» To do
All entries are to be given again verbatim.

» Extracted entries
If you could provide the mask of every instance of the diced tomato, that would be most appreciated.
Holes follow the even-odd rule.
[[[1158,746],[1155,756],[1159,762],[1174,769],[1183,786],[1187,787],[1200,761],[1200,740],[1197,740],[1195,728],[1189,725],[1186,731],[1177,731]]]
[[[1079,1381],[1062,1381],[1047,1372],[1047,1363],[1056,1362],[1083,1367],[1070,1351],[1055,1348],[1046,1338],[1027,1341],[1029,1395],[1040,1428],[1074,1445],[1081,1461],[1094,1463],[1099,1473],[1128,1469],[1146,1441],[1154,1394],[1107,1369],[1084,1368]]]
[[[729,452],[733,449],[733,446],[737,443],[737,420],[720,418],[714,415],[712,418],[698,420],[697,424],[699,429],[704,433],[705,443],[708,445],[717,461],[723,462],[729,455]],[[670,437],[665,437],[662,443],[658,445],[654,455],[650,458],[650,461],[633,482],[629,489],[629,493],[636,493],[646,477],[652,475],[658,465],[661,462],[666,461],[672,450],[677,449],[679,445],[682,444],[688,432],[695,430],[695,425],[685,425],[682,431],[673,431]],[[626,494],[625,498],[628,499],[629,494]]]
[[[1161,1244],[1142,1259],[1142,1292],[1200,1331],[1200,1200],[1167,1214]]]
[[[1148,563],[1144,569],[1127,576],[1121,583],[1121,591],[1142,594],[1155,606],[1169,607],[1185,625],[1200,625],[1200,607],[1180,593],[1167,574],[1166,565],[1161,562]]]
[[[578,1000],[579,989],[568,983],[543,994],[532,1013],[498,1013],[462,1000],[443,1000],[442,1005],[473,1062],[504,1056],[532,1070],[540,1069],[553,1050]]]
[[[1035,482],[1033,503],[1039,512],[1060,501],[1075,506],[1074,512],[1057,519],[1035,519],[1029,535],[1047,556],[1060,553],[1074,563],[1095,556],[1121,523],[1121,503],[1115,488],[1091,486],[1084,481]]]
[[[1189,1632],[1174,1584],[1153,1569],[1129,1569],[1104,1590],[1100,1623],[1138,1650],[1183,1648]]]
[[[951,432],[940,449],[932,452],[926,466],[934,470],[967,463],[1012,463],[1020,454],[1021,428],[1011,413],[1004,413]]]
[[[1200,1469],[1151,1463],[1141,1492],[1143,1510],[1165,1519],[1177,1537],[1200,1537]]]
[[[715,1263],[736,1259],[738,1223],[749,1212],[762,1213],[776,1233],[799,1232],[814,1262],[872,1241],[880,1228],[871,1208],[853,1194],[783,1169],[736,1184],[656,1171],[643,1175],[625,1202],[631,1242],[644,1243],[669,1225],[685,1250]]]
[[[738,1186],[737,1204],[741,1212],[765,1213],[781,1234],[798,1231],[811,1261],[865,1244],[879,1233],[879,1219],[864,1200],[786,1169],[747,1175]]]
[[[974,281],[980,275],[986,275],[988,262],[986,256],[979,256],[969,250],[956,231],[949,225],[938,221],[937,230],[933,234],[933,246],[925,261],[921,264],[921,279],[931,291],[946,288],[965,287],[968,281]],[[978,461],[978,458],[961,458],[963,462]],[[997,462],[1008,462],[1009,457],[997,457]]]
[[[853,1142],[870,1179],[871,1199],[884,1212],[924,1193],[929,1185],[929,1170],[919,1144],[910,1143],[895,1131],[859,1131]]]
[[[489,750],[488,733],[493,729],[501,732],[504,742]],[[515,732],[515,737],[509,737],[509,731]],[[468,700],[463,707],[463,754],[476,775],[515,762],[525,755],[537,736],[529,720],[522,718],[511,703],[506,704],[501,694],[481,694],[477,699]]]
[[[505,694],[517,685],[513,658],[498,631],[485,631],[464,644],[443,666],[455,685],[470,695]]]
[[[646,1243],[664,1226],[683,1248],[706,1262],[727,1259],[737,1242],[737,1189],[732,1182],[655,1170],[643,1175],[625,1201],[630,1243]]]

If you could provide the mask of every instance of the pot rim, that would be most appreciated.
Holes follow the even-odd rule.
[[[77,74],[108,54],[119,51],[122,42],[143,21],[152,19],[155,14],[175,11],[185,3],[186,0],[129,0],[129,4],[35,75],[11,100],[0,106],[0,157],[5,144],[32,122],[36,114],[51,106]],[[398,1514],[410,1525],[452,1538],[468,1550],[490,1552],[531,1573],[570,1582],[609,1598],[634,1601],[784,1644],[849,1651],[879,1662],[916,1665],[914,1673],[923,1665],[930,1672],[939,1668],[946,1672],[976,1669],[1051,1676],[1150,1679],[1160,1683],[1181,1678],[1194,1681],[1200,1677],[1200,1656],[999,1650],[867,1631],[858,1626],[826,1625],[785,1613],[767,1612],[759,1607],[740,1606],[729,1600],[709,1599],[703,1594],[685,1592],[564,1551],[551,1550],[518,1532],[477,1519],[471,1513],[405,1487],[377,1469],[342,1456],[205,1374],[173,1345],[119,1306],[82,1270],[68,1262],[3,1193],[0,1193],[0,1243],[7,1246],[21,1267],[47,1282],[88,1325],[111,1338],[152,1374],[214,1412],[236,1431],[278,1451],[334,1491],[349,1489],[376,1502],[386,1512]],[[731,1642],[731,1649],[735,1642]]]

» Written solution
If you could provide the mask of every instance of the diced tomato, that would be most appreciated.
Holes follow the even-odd rule.
[[[1158,746],[1155,756],[1159,762],[1174,769],[1183,786],[1187,787],[1200,761],[1200,740],[1197,740],[1195,728],[1189,725],[1186,731],[1177,731]]]
[[[1079,1381],[1062,1381],[1047,1372],[1047,1363],[1056,1362],[1083,1367],[1070,1351],[1055,1348],[1046,1338],[1027,1341],[1029,1395],[1040,1428],[1074,1445],[1081,1461],[1094,1463],[1099,1473],[1128,1469],[1146,1441],[1154,1394],[1107,1369],[1084,1368]]]
[[[729,452],[733,449],[733,446],[737,443],[737,420],[720,418],[714,415],[712,418],[698,420],[697,424],[699,429],[704,433],[705,443],[708,445],[717,461],[723,462],[729,455]],[[670,437],[665,437],[662,443],[658,445],[654,455],[650,458],[650,461],[633,482],[629,489],[629,493],[636,493],[646,477],[652,475],[658,465],[661,462],[666,461],[672,450],[677,449],[679,445],[682,444],[688,432],[695,430],[695,425],[685,425],[682,431],[673,431]],[[626,494],[625,498],[628,499],[629,494]]]
[[[1161,1244],[1142,1259],[1142,1292],[1200,1331],[1200,1200],[1167,1214]]]
[[[1148,563],[1144,569],[1127,576],[1121,583],[1121,591],[1142,594],[1155,606],[1169,607],[1185,625],[1200,625],[1200,607],[1180,593],[1167,574],[1166,565],[1161,562]]]
[[[578,1000],[579,989],[568,983],[543,994],[532,1013],[498,1013],[462,1000],[443,1000],[442,1005],[473,1062],[504,1056],[532,1070],[540,1069],[553,1050]]]
[[[1035,482],[1033,503],[1039,512],[1060,501],[1075,506],[1074,512],[1057,519],[1035,519],[1029,535],[1047,556],[1060,553],[1074,563],[1095,556],[1121,523],[1121,503],[1115,488],[1091,486],[1084,481]]]
[[[1189,1632],[1174,1584],[1153,1569],[1129,1569],[1104,1590],[1100,1623],[1138,1650],[1183,1648]]]
[[[951,432],[940,449],[932,452],[926,466],[934,470],[967,463],[1012,463],[1020,454],[1021,428],[1011,413],[1004,413]]]
[[[1200,1469],[1151,1463],[1141,1492],[1143,1510],[1165,1519],[1177,1537],[1200,1537]]]
[[[715,1263],[736,1259],[738,1223],[749,1212],[762,1213],[776,1233],[799,1232],[814,1262],[872,1241],[880,1228],[871,1208],[853,1194],[783,1169],[736,1184],[656,1171],[643,1175],[625,1202],[631,1242],[644,1243],[669,1225],[685,1250]]]
[[[738,1186],[737,1204],[741,1212],[765,1213],[781,1234],[798,1231],[811,1261],[865,1244],[879,1233],[879,1219],[864,1200],[786,1169],[747,1175]]]
[[[974,281],[980,275],[986,275],[988,262],[986,256],[979,256],[969,250],[956,231],[949,225],[938,221],[937,230],[933,234],[933,246],[925,261],[921,264],[921,279],[931,291],[946,288],[965,287],[968,281]],[[978,461],[978,458],[961,458],[963,462]],[[997,462],[1008,462],[1009,457],[997,457]]]
[[[853,1142],[870,1179],[871,1199],[884,1212],[924,1193],[929,1185],[929,1170],[919,1144],[910,1143],[895,1131],[859,1131]]]
[[[489,750],[488,733],[493,729],[501,732],[504,742]],[[515,732],[515,737],[509,737],[509,731]],[[468,700],[463,707],[463,754],[476,775],[515,762],[525,755],[537,736],[529,720],[522,718],[511,703],[506,704],[501,694],[481,694],[477,699]]]
[[[505,694],[517,685],[513,658],[498,631],[485,631],[464,644],[443,666],[455,685],[470,695]]]
[[[646,1243],[664,1226],[683,1248],[706,1262],[727,1259],[737,1242],[737,1189],[732,1182],[655,1170],[643,1175],[625,1201],[630,1243]]]

If you could provide the mask of every instance of the pot rim, that would be most appreciated.
Holes follow the even-odd rule.
[[[77,74],[108,54],[119,51],[122,42],[143,21],[152,19],[155,14],[175,11],[185,3],[186,0],[129,0],[129,4],[35,75],[11,100],[0,106],[0,157],[5,144],[32,122],[36,114],[51,106]],[[398,1514],[410,1525],[452,1538],[468,1550],[490,1552],[531,1573],[570,1582],[609,1598],[634,1601],[784,1644],[849,1651],[879,1662],[916,1665],[914,1673],[923,1665],[930,1672],[939,1668],[946,1672],[976,1669],[1051,1676],[1150,1679],[1160,1683],[1181,1678],[1194,1681],[1200,1677],[1200,1656],[999,1650],[867,1631],[858,1626],[826,1625],[785,1613],[767,1612],[759,1607],[740,1606],[729,1600],[709,1599],[703,1594],[685,1592],[564,1551],[551,1550],[518,1532],[477,1519],[471,1513],[405,1487],[377,1469],[342,1456],[205,1374],[173,1345],[119,1306],[82,1270],[68,1262],[3,1193],[0,1193],[0,1243],[7,1246],[21,1267],[47,1282],[88,1325],[111,1338],[152,1374],[214,1412],[236,1431],[278,1451],[334,1491],[349,1489],[376,1502],[386,1512]],[[731,1642],[731,1649],[735,1642]]]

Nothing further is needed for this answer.